» TASK DETAILS
Edit the account of being followed on a pandemic walk: give the stretch from "Damn! I sure" through "on someone’s door." again, with "The Follower" changed to "The Shadow".

» DOCUMENT SECTION
<<<<

I feel him behind me. My senses finely tuned during these
pandemic pacings. You just never know what may be lurking across the street,
behind a bush, inside a car.
He (or she?
It’s hard to tell, but the energy is male) is across the street, maybe 50 yards
behind me? I can’t tell. But not very close. Yet, close enough that I worry. Dressed
in baggy blue jeans, red sweatshirt, black ski cap, and black mask, I can’t
really see his face. Still, I just want
to get away from him.
Why? Of
course, there’s the obvious. He could be a COVID Carrier. But also, there is
something ominous about him. Maybe it’s the black mask? Yet, everyone wears black
masks, you know if they’re cool. Look at Kamala Harris and Joe Biden. Black
masks. Cool!
Or, am I just
being paranoid? I think I am until he crosses the street to walk directly
behind me. Now this is weird, right? Everyone crosses the street to get away
from each other cuz of COVID, not cross
the street to be nearer to someone.
So, I cross
the street to get away from him. Quicken my pace.
He follows
me. Crosses the street again to follow behind me. Too close.
Okay, now I’m
feeling a bit panicked. Why is he following me? What could he possibly want? It’s not like I have any money on me. Though
he wouldn’t know that. Most people probably carry some money on them, even just
walking around the neighborhood.
I’ve been watching too much Noir. It’s not like I’m Lana Turner’s husband with a $10,000 life insurance policy and a Bier Garten Restaurant in Santa Barbara. There’s a motive for a murder.
I turn the
corner at Barrett, trying to lose him. But no, he turns too and continues
following me. I hurry up Barrett and turn up 30th street, glancing around
at all the silent houses. Where is everyone? On Zoom? In bed? At the store?
Yeah, it’s
Thanksgiving week and everyone’s shopping. Like there isn’t a worldwide
pandemic going on. We’re all just gonna gather together and chow down on turkey
and pumpkin pie. When I went to Safeway on Sunday, it was packed with people obviously
shopping for the holiday. In their carts: big frozen turkeys, aluminum throwaway
pans for roasting, bottles of wine and beer. It’s Thanksgiving. Eat, drink and
get Covid?
Damn! I sure
as hell don’t want Covid for the holidays.
Which is
why I’m trying to get away from The Follower, who seems to be gaining on me.
Shit. What
to do?
Glancing up
the empty driveways, I wonder if I can just run up and knock on someone’s door.

>>>>

» DATA SHOWN
<<<<

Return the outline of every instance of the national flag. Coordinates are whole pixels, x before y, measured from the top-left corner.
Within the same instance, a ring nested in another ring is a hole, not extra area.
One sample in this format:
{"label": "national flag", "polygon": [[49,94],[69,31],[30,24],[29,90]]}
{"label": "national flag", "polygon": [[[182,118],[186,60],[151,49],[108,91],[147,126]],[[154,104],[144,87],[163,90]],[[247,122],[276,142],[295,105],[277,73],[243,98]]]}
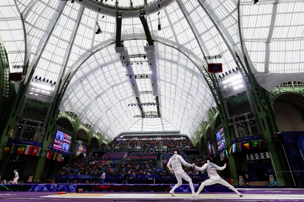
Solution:
{"label": "national flag", "polygon": [[252,140],[251,143],[252,144],[252,149],[255,148],[259,143],[259,141],[257,140]]}
{"label": "national flag", "polygon": [[237,151],[240,152],[242,151],[242,143],[241,142],[239,142],[238,143]]}
{"label": "national flag", "polygon": [[246,142],[246,143],[244,143],[244,146],[245,146],[245,147],[246,147],[247,150],[250,149],[250,148],[249,148],[249,142]]}
{"label": "national flag", "polygon": [[26,148],[24,151],[24,154],[30,155],[32,154],[32,151],[33,151],[33,147],[34,146],[32,145],[26,145]]}
{"label": "national flag", "polygon": [[57,155],[57,160],[58,161],[61,161],[61,158],[62,157],[62,155],[61,153],[58,153]]}
{"label": "national flag", "polygon": [[49,154],[50,154],[50,150],[48,150],[47,151],[47,154],[45,155],[45,158],[48,159],[49,155]]}
{"label": "national flag", "polygon": [[53,158],[53,155],[54,155],[54,152],[51,151],[49,151],[49,156],[48,157],[47,159],[50,159],[50,160]]}
{"label": "national flag", "polygon": [[4,147],[3,150],[3,153],[9,153],[9,148],[11,147],[11,144],[6,145],[6,146]]}
{"label": "national flag", "polygon": [[38,152],[37,152],[37,156],[39,157],[40,155],[40,152],[41,152],[41,147],[39,147],[38,149]]}
{"label": "national flag", "polygon": [[23,154],[24,153],[24,150],[26,147],[26,145],[25,144],[19,144],[18,146],[17,150],[17,153],[18,154]]}
{"label": "national flag", "polygon": [[232,145],[232,152],[235,153],[237,152],[237,143],[234,143]]}
{"label": "national flag", "polygon": [[33,148],[33,150],[32,152],[32,155],[34,156],[37,156],[37,153],[38,153],[38,150],[39,149],[39,146],[34,146]]}
{"label": "national flag", "polygon": [[58,153],[54,152],[54,154],[53,154],[53,156],[52,157],[52,160],[56,160],[57,159],[57,156],[58,154]]}
{"label": "national flag", "polygon": [[15,153],[18,149],[18,145],[12,144],[9,150],[9,153]]}

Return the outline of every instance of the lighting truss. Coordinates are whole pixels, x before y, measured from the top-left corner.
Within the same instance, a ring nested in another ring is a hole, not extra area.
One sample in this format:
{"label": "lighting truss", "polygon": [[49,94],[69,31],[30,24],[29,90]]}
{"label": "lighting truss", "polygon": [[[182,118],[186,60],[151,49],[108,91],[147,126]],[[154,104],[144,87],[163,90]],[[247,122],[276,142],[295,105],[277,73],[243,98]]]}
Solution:
{"label": "lighting truss", "polygon": [[159,106],[159,104],[158,103],[140,103],[140,104],[138,104],[137,103],[131,103],[131,104],[129,104],[128,105],[128,106]]}
{"label": "lighting truss", "polygon": [[205,56],[204,57],[204,59],[205,60],[210,60],[211,59],[218,59],[221,58],[222,57],[222,55],[219,54],[216,56]]}
{"label": "lighting truss", "polygon": [[127,76],[130,76],[130,78],[132,78],[132,76],[135,76],[135,78],[136,79],[150,78],[149,74],[126,74],[126,75]]}
{"label": "lighting truss", "polygon": [[28,65],[13,65],[13,68],[14,69],[19,69],[19,68],[28,68],[29,67],[29,66]]}

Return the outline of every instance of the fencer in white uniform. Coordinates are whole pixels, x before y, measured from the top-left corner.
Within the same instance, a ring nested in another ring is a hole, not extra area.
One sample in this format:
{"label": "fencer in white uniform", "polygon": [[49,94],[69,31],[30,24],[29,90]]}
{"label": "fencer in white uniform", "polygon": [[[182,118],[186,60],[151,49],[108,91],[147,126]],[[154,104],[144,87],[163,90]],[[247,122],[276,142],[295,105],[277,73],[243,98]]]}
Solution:
{"label": "fencer in white uniform", "polygon": [[202,190],[204,189],[204,187],[205,186],[219,183],[226,187],[228,187],[233,191],[237,193],[240,197],[242,197],[243,195],[238,191],[235,188],[222,179],[217,174],[216,170],[223,170],[226,167],[227,164],[225,163],[225,165],[223,167],[219,167],[212,163],[212,159],[211,157],[207,157],[206,160],[207,160],[207,163],[204,164],[202,167],[200,167],[196,166],[195,166],[195,168],[202,171],[206,169],[208,173],[208,175],[210,177],[209,179],[206,180],[202,183],[202,184],[199,186],[199,187],[196,192],[196,194],[199,194]]}
{"label": "fencer in white uniform", "polygon": [[175,176],[177,180],[177,183],[174,185],[169,193],[173,196],[175,196],[174,190],[181,185],[182,184],[181,178],[182,178],[189,183],[189,185],[192,192],[192,197],[195,197],[198,196],[196,196],[194,191],[194,188],[193,183],[192,183],[192,180],[181,167],[182,163],[186,166],[191,167],[194,167],[195,165],[194,163],[193,164],[190,164],[186,162],[183,157],[179,155],[180,153],[180,152],[179,150],[178,150],[176,151],[174,151],[174,154],[170,158],[169,162],[167,164],[167,167],[170,171],[173,171],[174,172],[174,174],[175,174]]}
{"label": "fencer in white uniform", "polygon": [[18,174],[18,172],[17,172],[17,170],[15,170],[14,171],[14,173],[15,173],[15,177],[14,177],[13,183],[17,184],[17,181],[18,181],[18,179],[19,179],[19,175]]}

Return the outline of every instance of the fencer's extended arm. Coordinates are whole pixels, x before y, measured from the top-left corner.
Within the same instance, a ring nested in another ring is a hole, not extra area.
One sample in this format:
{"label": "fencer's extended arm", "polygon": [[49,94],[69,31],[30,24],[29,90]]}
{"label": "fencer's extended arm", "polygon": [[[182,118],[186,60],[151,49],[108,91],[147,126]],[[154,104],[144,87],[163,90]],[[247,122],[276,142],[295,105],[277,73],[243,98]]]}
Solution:
{"label": "fencer's extended arm", "polygon": [[205,170],[207,168],[207,164],[205,163],[205,164],[204,164],[204,165],[203,165],[201,167],[199,167],[197,166],[195,166],[194,167],[195,167],[195,168],[199,170],[200,170],[201,171],[202,171],[203,170]]}
{"label": "fencer's extended arm", "polygon": [[223,170],[226,167],[226,165],[224,165],[224,166],[222,167],[219,167],[217,165],[216,165],[215,167],[216,168],[217,170]]}
{"label": "fencer's extended arm", "polygon": [[168,168],[169,169],[169,170],[170,170],[170,171],[171,171],[172,170],[172,168],[171,168],[171,159],[169,160],[169,161],[168,162],[168,163],[167,163],[167,167],[168,167]]}
{"label": "fencer's extended arm", "polygon": [[190,164],[190,163],[187,163],[187,162],[186,162],[186,161],[184,160],[184,159],[182,157],[181,157],[180,156],[178,157],[179,158],[180,160],[181,161],[181,163],[183,164],[184,165],[186,166],[188,166],[188,167],[193,167],[193,165],[192,165],[192,164]]}

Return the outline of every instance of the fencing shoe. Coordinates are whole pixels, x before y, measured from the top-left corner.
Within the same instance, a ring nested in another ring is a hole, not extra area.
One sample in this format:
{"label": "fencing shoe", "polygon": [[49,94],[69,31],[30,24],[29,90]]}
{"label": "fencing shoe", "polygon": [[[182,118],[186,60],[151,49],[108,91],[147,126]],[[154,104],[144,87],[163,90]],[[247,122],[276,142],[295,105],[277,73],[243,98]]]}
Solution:
{"label": "fencing shoe", "polygon": [[169,192],[169,193],[170,193],[170,194],[171,194],[172,196],[175,196],[175,194],[174,194],[174,192],[172,190],[170,190],[170,191]]}

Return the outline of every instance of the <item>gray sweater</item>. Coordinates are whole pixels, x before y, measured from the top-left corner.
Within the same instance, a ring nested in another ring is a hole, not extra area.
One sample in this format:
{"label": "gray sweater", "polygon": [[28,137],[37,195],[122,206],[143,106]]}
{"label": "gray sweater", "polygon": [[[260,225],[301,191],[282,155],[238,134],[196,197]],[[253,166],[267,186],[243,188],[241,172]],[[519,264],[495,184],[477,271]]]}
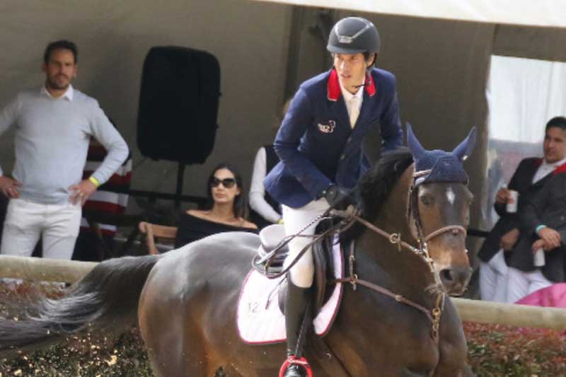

>>>>

» TASK ANSWER
Damn! I sure
as hell don’t want Covid for the holidays.
Which is
why I’m trying to get away from The Shadow, who seems to be gaining on me.
Shit. What
to do?
Glancing up
the empty driveways, I wonder if I can just run up and knock on someone’s door.